문제 설명: 아래 항목을 모든 줄까지 마크다운 표로 바꿔 주세요. 열 이름은 '번호'와 '내용'으로 하고, 빈 줄과 사진은 표에 넣지 마세요.

사용할 항목:
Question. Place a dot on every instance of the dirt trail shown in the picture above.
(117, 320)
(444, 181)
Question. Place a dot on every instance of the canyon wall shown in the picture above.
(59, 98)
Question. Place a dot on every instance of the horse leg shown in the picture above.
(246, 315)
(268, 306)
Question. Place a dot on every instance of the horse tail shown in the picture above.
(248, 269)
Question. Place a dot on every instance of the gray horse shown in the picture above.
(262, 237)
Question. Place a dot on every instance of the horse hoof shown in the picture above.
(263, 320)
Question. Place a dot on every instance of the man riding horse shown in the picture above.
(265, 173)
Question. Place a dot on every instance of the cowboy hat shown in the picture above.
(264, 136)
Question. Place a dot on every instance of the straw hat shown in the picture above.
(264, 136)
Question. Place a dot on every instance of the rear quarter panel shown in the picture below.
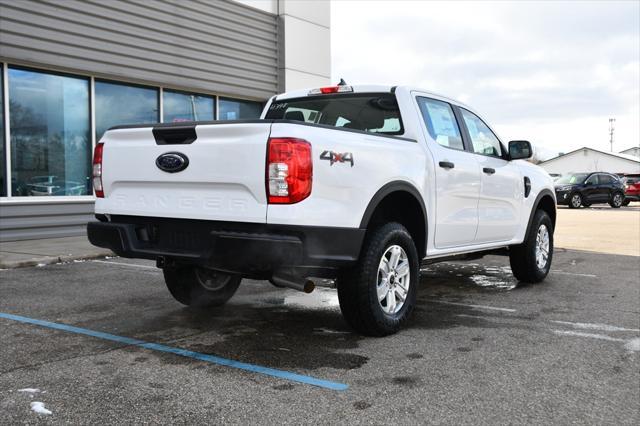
(341, 192)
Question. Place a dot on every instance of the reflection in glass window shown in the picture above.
(441, 122)
(3, 172)
(234, 109)
(118, 104)
(180, 106)
(50, 134)
(482, 138)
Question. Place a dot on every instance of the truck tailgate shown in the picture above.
(224, 179)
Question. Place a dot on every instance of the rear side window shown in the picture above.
(593, 180)
(371, 112)
(605, 179)
(441, 122)
(482, 138)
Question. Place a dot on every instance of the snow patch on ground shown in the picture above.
(29, 390)
(39, 408)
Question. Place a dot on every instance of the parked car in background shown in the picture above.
(584, 189)
(631, 188)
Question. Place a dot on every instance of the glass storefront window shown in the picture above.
(3, 164)
(181, 106)
(50, 134)
(118, 103)
(234, 109)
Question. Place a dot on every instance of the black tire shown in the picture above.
(617, 200)
(523, 256)
(200, 287)
(358, 286)
(575, 201)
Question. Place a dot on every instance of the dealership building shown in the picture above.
(72, 69)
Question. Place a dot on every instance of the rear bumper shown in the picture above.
(252, 250)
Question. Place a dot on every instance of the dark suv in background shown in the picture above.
(585, 189)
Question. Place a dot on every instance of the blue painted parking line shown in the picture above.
(287, 375)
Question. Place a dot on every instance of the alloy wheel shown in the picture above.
(394, 278)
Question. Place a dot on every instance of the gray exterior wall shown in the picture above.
(28, 220)
(219, 47)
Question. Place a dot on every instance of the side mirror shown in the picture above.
(520, 150)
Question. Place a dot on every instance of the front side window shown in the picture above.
(372, 112)
(441, 122)
(50, 134)
(482, 138)
(118, 104)
(181, 106)
(235, 109)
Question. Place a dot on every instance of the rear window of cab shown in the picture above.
(370, 112)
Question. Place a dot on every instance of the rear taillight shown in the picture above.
(97, 170)
(289, 170)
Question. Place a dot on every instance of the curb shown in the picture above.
(51, 260)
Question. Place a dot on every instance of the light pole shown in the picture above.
(612, 128)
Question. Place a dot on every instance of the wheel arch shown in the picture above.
(544, 201)
(415, 220)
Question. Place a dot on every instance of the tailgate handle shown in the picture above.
(175, 135)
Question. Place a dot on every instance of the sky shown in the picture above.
(549, 72)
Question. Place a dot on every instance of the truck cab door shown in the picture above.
(502, 184)
(457, 176)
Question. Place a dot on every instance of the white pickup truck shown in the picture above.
(355, 183)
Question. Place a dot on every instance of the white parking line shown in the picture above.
(591, 326)
(591, 335)
(484, 307)
(574, 273)
(127, 264)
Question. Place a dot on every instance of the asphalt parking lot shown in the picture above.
(112, 346)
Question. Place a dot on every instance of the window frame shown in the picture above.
(214, 98)
(399, 134)
(594, 176)
(9, 198)
(465, 140)
(504, 154)
(20, 199)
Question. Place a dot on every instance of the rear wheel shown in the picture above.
(378, 295)
(575, 201)
(201, 287)
(531, 260)
(617, 200)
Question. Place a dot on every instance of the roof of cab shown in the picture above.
(367, 88)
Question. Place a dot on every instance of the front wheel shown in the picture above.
(200, 287)
(617, 200)
(378, 295)
(575, 201)
(531, 260)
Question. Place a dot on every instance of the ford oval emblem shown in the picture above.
(172, 162)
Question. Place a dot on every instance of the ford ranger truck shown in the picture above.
(360, 184)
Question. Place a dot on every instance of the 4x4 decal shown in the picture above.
(336, 157)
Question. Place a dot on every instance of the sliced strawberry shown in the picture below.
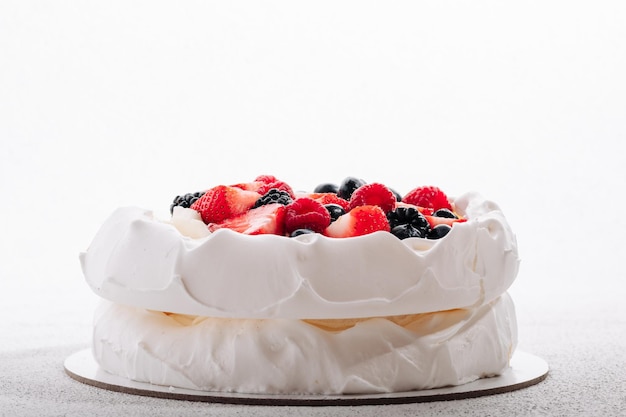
(429, 197)
(267, 219)
(266, 179)
(373, 194)
(359, 221)
(306, 213)
(434, 221)
(249, 186)
(223, 202)
(328, 198)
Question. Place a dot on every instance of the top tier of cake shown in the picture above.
(136, 259)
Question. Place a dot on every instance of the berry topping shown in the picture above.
(335, 211)
(428, 197)
(445, 213)
(347, 187)
(299, 232)
(329, 198)
(279, 185)
(434, 221)
(373, 194)
(408, 216)
(359, 221)
(266, 179)
(223, 202)
(185, 200)
(267, 219)
(438, 231)
(274, 196)
(326, 188)
(354, 208)
(404, 231)
(306, 213)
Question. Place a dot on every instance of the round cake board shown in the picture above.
(526, 370)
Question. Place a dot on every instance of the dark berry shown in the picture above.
(396, 194)
(326, 188)
(335, 211)
(274, 195)
(347, 187)
(185, 200)
(404, 231)
(445, 213)
(438, 231)
(299, 232)
(408, 215)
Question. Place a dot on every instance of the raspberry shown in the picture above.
(373, 194)
(429, 197)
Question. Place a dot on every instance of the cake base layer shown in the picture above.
(281, 356)
(526, 370)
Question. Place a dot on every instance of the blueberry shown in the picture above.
(326, 188)
(335, 211)
(445, 213)
(408, 215)
(438, 231)
(405, 231)
(347, 187)
(299, 232)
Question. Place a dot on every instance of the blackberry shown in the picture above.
(445, 213)
(410, 216)
(274, 195)
(347, 187)
(438, 231)
(404, 231)
(335, 211)
(185, 200)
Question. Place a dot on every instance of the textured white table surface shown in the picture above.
(131, 103)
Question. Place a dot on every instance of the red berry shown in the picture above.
(429, 197)
(266, 179)
(279, 185)
(267, 219)
(359, 221)
(373, 194)
(223, 202)
(306, 213)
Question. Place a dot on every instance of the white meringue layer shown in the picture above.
(291, 356)
(136, 259)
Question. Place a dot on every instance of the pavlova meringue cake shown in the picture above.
(349, 289)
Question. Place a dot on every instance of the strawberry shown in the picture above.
(223, 202)
(249, 186)
(373, 194)
(328, 198)
(306, 213)
(429, 197)
(359, 221)
(267, 219)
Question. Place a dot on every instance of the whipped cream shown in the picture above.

정답:
| 번호 | 내용 |
|---|---|
| 1 | Question. Place a dot on every instance of the dirt trail shown in the picture above. |
| 2 | (117, 320) |
| 3 | (444, 181) |
| 4 | Question. Place a dot on every instance of the canyon wall shown in the picture above. |
| 5 | (59, 98) |
| 6 | Question. Place a dot on every instance of the horse leg shown in the picture above. |
| 7 | (246, 315) |
| 8 | (268, 306) |
| 9 | Question. Place a dot on every instance of the horse tail shown in the picture above. |
| 10 | (248, 269) |
| 11 | Question. Place a dot on every instance of the gray horse shown in the picture above. |
| 12 | (262, 237) |
| 13 | Question. Place a dot on every instance of the horse hoof shown in the picture above. |
| 14 | (263, 320) |
| 15 | Question. Place a dot on every instance of the man riding horse shown in the picture above. |
| 16 | (265, 173) |
| 17 | Question. Place a dot on every instance of the cowboy hat shown in the picture above. |
| 18 | (264, 136) |
| 19 | Question. Place a dot on every instance of the straw hat shown in the picture above. |
| 20 | (264, 136) |
| 21 | Question. Place a dot on every instance of the rear quarter panel shown in the picture below. |
| 22 | (341, 192) |
| 23 | Question. Place a dot on every instance of the reflection in glass window shown in the picture above. |
| 24 | (441, 122) |
| 25 | (3, 172) |
| 26 | (234, 109) |
| 27 | (118, 104) |
| 28 | (180, 106) |
| 29 | (50, 134) |
| 30 | (482, 138) |
| 31 | Question. Place a dot on every instance of the truck tailgate shown in the picture above. |
| 32 | (224, 179) |
| 33 | Question. Place a dot on every instance of the rear side window shown in the picture above. |
| 34 | (593, 180) |
| 35 | (371, 112) |
| 36 | (605, 179) |
| 37 | (441, 122) |
| 38 | (482, 138) |
| 39 | Question. Place a dot on every instance of the snow patch on ground shown in the picture above. |
| 40 | (29, 390) |
| 41 | (39, 408) |
| 42 | Question. Place a dot on every instance of the parked car in background shown in the picture above. |
| 43 | (584, 189) |
| 44 | (631, 188) |
| 45 | Question. Place a dot on every instance of the glass storefront window shown in the picture above. |
| 46 | (3, 164) |
| 47 | (181, 106) |
| 48 | (50, 134) |
| 49 | (118, 103) |
| 50 | (234, 109) |
| 51 | Question. Place a dot on every instance of the black tire shown in the picture above. |
| 52 | (617, 200) |
| 53 | (523, 256) |
| 54 | (200, 287) |
| 55 | (358, 286) |
| 56 | (575, 201) |
| 57 | Question. Place a dot on every instance of the dealership building shown in the picture above. |
| 58 | (72, 69) |
| 59 | Question. Place a dot on every instance of the rear bumper shown in the picture above. |
| 60 | (252, 250) |
| 61 | Question. Place a dot on every instance of the dark suv in background shown in the picture above. |
| 62 | (585, 189) |
| 63 | Question. Place a dot on every instance of the blue painted parking line shown in the picture above. |
| 64 | (287, 375) |
| 65 | Question. Place a dot on every instance of the alloy wheel shown in the picture above. |
| 66 | (394, 278) |
| 67 | Question. Place a dot on every instance of the gray exterior wall shown in the picture above. |
| 68 | (28, 220) |
| 69 | (219, 47) |
| 70 | Question. Place a dot on every instance of the side mirror shown in the picture above. |
| 71 | (520, 150) |
| 72 | Question. Place a dot on every instance of the front side window shown in the picture above. |
| 73 | (372, 112) |
| 74 | (441, 122) |
| 75 | (50, 134) |
| 76 | (482, 138) |
| 77 | (118, 104) |
| 78 | (181, 106) |
| 79 | (235, 109) |
| 80 | Question. Place a dot on every instance of the rear window of cab shown in the picture above. |
| 81 | (370, 112) |
| 82 | Question. Place a dot on every instance of the rear taillight shown in the picture above. |
| 83 | (97, 170) |
| 84 | (289, 170) |
| 85 | Question. Place a dot on every instance of the curb shown in the picture above. |
| 86 | (51, 260) |
| 87 | Question. Place a dot on every instance of the light pole shown in the picture above. |
| 88 | (612, 128) |
| 89 | Question. Place a dot on every instance of the wheel arch shown in the picture above. |
| 90 | (544, 201) |
| 91 | (415, 220) |
| 92 | Question. Place a dot on every instance of the tailgate handle shown in the picture above. |
| 93 | (175, 135) |
| 94 | Question. Place a dot on every instance of the sky shown in the picture above. |
| 95 | (549, 72) |
| 96 | Question. Place a dot on every instance of the truck cab door shown in the picture above. |
| 97 | (502, 184) |
| 98 | (457, 176) |
| 99 | Question. Place a dot on every instance of the white pickup truck shown in the picture above. |
| 100 | (355, 183) |
| 101 | Question. Place a dot on every instance of the white parking line shown in the picture above. |
| 102 | (591, 326) |
| 103 | (591, 335) |
| 104 | (484, 307) |
| 105 | (574, 273) |
| 106 | (127, 264) |
| 107 | Question. Place a dot on every instance of the asphalt parking lot shown in the picture above. |
| 108 | (112, 346) |
| 109 | Question. Place a dot on every instance of the window frame shown in the picture above. |
| 110 | (214, 98) |
| 111 | (399, 134) |
| 112 | (594, 176) |
| 113 | (9, 198) |
| 114 | (465, 140) |
| 115 | (504, 154) |
| 116 | (20, 199) |
| 117 | Question. Place a dot on every instance of the rear wheel shown in the picture above. |
| 118 | (378, 295) |
| 119 | (575, 201) |
| 120 | (201, 287) |
| 121 | (531, 260) |
| 122 | (617, 200) |
| 123 | Question. Place a dot on every instance of the roof of cab shown in the picture above. |
| 124 | (367, 88) |
| 125 | Question. Place a dot on every instance of the front wheel shown in the picture above. |
| 126 | (200, 287) |
| 127 | (617, 200) |
| 128 | (378, 295) |
| 129 | (575, 201) |
| 130 | (531, 260) |
| 131 | Question. Place a dot on every instance of the ford oval emblem shown in the picture above. |
| 132 | (172, 162) |
| 133 | Question. Place a dot on every instance of the ford ranger truck shown in the picture above. |
| 134 | (360, 184) |
| 135 | Question. Place a dot on every instance of the 4x4 decal shown in the picture above. |
| 136 | (336, 157) |
| 137 | Question. Place a dot on every instance of the sliced strawberry shown in the picture below. |
| 138 | (429, 197) |
| 139 | (267, 219) |
| 140 | (266, 179) |
| 141 | (373, 194) |
| 142 | (359, 221) |
| 143 | (306, 213) |
| 144 | (434, 221) |
| 145 | (249, 186) |
| 146 | (223, 202) |
| 147 | (328, 198) |
| 148 | Question. Place a dot on every instance of the top tier of cake shown in the picture above. |
| 149 | (136, 259) |
| 150 | Question. Place a dot on every instance of the berry topping shown in the picture above. |
| 151 | (335, 211) |
| 152 | (428, 197) |
| 153 | (445, 213) |
| 154 | (347, 187) |
| 155 | (299, 232) |
| 156 | (329, 198) |
| 157 | (279, 185) |
| 158 | (434, 221) |
| 159 | (373, 194) |
| 160 | (408, 216) |
| 161 | (359, 221) |
| 162 | (266, 179) |
| 163 | (223, 202) |
| 164 | (185, 200) |
| 165 | (267, 219) |
| 166 | (438, 231) |
| 167 | (274, 196) |
| 168 | (326, 188) |
| 169 | (354, 208) |
| 170 | (404, 231) |
| 171 | (306, 213) |
| 172 | Question. Place a dot on every instance of the round cake board shown in the picture above. |
| 173 | (526, 370) |
| 174 | Question. Place a dot on every instance of the dark berry shown in the picture above. |
| 175 | (396, 194) |
| 176 | (326, 188) |
| 177 | (335, 211) |
| 178 | (274, 195) |
| 179 | (347, 187) |
| 180 | (185, 200) |
| 181 | (404, 231) |
| 182 | (445, 213) |
| 183 | (438, 231) |
| 184 | (299, 232) |
| 185 | (408, 215) |
| 186 | Question. Place a dot on every instance of the raspberry shown in the picture above. |
| 187 | (373, 194) |
| 188 | (429, 197) |
| 189 | Question. Place a dot on every instance of the cake base layer shown in the picture above. |
| 190 | (281, 356) |
| 191 | (526, 370) |
| 192 | Question. Place a dot on every instance of the blueberry shown in the picture above. |
| 193 | (326, 188) |
| 194 | (335, 211) |
| 195 | (445, 213) |
| 196 | (408, 215) |
| 197 | (438, 231) |
| 198 | (405, 231) |
| 199 | (347, 187) |
| 200 | (299, 232) |
| 201 | Question. Place a dot on every instance of the blackberry shown in the picture above. |
| 202 | (445, 213) |
| 203 | (410, 216) |
| 204 | (274, 195) |
| 205 | (347, 187) |
| 206 | (438, 231) |
| 207 | (404, 231) |
| 208 | (335, 211) |
| 209 | (185, 200) |
| 210 | Question. Place a dot on every instance of the textured white table surface shown in the picture above. |
| 211 | (131, 103) |
| 212 | Question. Place a dot on every instance of the red berry shown in the picture above. |
| 213 | (429, 197) |
| 214 | (266, 179) |
| 215 | (279, 185) |
| 216 | (267, 219) |
| 217 | (359, 221) |
| 218 | (373, 194) |
| 219 | (223, 202) |
| 220 | (306, 213) |
| 221 | Question. Place a dot on every instance of the white meringue layer shown in the picture above. |
| 222 | (291, 356) |
| 223 | (136, 259) |
| 224 | Question. Place a dot on every instance of the pavlova meringue cake shown in the picture above. |
| 225 | (349, 289) |
| 226 | Question. Place a dot on every instance of the strawberry shown in the picture above. |
| 227 | (223, 202) |
| 228 | (249, 186) |
| 229 | (373, 194) |
| 230 | (328, 198) |
| 231 | (306, 213) |
| 232 | (429, 197) |
| 233 | (359, 221) |
| 234 | (267, 219) |
| 235 | Question. Place a dot on every instance of the whipped cream shown in the picture above. |